| Records to process |
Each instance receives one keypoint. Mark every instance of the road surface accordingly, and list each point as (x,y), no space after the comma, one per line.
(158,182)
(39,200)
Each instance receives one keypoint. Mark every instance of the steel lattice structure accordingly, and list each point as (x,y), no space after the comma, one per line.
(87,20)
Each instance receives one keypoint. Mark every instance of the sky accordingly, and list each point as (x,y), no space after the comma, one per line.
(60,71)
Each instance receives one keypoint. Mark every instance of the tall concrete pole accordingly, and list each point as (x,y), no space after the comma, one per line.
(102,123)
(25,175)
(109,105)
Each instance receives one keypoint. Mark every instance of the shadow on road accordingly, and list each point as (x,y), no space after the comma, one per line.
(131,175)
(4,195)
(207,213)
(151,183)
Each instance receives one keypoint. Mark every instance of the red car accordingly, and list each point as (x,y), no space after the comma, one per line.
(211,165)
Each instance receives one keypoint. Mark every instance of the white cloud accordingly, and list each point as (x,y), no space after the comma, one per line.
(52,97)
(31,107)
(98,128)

--

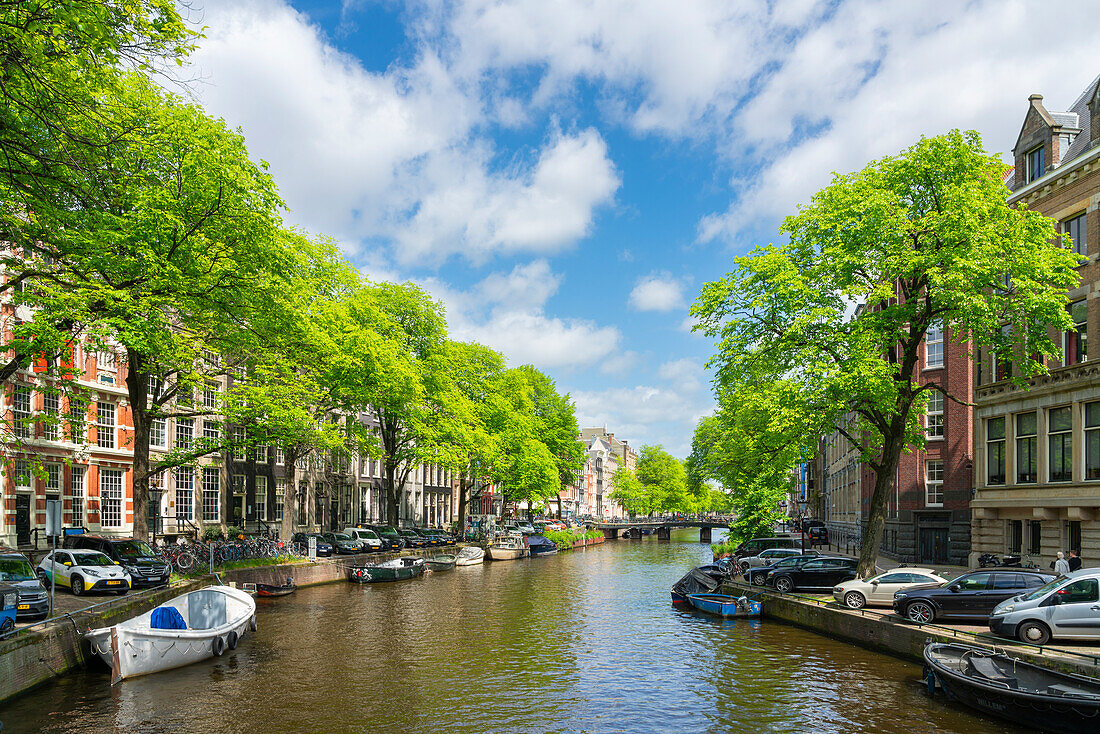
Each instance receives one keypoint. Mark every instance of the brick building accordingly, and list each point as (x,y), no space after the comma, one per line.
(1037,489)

---

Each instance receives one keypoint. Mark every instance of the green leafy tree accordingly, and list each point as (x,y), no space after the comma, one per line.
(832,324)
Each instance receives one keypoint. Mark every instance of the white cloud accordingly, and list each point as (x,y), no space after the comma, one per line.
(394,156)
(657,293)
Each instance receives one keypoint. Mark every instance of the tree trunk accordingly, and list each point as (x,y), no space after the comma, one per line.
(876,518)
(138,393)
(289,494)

| What is required |
Identify every line above that contains the word "tree" and copy each of those lines. Case counts.

| Reply to the task |
Each instance receives one keypoint. Mark every instance of the green leafy tree accordingly, and list each point as (x,y), no space after the comma, one per line.
Each instance receives one keypoint. Mark every instance of the tree trunk accordingly, and list each point as (x,y), no space after the comma, one per line.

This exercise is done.